STATED EXERCISE A:
List each line from the rows further down that contains the string "with".

Azure Resource Provisioning

The provided Azure Resource Manager (ARM) template deploys the following resources, please make sure you have enough quota in the subscription and region you are deploying this in. You can view your quota and make request on Azure portal.

  1. Azure Storage account
  2. Azure Purview (metadata store if you selected Azure-Purview as registry backend)
  3. Azure SQL Server and Database (for RBAC and metadata store if you selected Azure-SQL as registry backend)
  4. Azure Synapse workspace and Spark Pool
  5. Azure App Service and corresponding App Service plan
  6. Azure Key Vault
  7. Azure Event Hub (if you selected yes for streaming source)
  8. Azure Redis or Azure CosmosDB (based on what you choose for Online Store)

** Please Note: you need to have the Owner Role in the resource group you are deploying this in. Owner access is required to assign role to managed identity within the ARM template so it can access key vault and store secrets. It is also required by the permission section in our sample notebooks. If you don’t have such permission, you might want to contact your IT admin to see if they can do that. **

Although we recommend end users deploy the resources using the ARM template, we understand that in many situations where users want to reuse existing resources instead of creating new resources; or users may have permission issues. See Manually connecting existing resources for more details.

STATED EXERCISE B:
According to the Azure resource provisioning text above, what role do you need in the resource group you deploy into?

Some records:
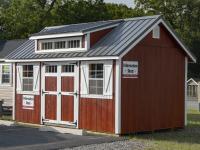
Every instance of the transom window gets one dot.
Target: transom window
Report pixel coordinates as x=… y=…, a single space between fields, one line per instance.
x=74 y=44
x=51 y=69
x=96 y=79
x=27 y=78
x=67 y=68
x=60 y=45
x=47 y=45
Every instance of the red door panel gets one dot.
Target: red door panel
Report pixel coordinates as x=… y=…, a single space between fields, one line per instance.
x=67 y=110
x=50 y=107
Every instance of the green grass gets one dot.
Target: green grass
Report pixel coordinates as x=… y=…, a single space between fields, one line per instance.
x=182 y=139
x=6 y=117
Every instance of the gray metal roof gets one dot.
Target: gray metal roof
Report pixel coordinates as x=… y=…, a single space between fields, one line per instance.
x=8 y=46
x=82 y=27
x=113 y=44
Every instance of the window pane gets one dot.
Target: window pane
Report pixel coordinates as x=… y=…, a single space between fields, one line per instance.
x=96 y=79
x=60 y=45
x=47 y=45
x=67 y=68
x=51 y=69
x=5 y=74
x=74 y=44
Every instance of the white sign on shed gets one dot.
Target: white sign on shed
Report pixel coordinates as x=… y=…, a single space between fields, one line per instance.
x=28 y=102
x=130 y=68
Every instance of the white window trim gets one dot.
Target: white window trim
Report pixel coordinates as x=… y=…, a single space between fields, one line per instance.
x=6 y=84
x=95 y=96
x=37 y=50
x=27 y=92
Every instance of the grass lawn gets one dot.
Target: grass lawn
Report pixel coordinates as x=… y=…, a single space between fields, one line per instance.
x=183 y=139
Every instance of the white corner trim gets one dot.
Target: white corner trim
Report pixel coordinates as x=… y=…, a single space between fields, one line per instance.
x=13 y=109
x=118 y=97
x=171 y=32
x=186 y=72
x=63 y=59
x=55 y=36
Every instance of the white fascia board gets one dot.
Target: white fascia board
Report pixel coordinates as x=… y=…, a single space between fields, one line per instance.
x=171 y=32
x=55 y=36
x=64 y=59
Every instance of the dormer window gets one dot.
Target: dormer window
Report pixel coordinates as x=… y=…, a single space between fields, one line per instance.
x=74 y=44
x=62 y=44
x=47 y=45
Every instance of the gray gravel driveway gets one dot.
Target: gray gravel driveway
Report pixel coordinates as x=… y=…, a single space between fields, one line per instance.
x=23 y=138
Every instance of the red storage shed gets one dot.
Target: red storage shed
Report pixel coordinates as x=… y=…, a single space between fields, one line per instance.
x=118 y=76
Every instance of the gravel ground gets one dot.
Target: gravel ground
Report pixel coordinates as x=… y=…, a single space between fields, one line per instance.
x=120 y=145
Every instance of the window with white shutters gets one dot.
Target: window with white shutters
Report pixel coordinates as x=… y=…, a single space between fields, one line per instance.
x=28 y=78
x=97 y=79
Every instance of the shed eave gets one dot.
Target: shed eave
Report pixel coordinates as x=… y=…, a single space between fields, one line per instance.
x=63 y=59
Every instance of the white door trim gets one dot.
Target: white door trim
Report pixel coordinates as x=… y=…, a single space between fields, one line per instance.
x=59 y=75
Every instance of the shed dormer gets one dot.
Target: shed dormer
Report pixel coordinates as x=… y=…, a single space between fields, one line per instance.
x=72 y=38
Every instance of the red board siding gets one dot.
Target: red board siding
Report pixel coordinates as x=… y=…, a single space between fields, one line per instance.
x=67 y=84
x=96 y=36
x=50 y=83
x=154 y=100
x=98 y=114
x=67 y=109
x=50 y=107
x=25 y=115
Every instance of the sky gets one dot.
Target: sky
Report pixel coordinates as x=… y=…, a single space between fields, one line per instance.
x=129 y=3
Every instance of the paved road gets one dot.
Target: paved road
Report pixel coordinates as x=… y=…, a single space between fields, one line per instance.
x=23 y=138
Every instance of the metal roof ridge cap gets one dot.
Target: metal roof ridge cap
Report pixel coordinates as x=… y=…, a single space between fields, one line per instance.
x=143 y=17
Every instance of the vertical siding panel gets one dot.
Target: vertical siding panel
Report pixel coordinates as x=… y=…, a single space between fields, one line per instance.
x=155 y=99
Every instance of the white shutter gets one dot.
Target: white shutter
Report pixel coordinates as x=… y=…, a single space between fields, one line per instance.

ANSWER A:
Every instance of the window with white shutters gets one dot.
Target: window with white shutters

ANSWER B:
The Owner Role.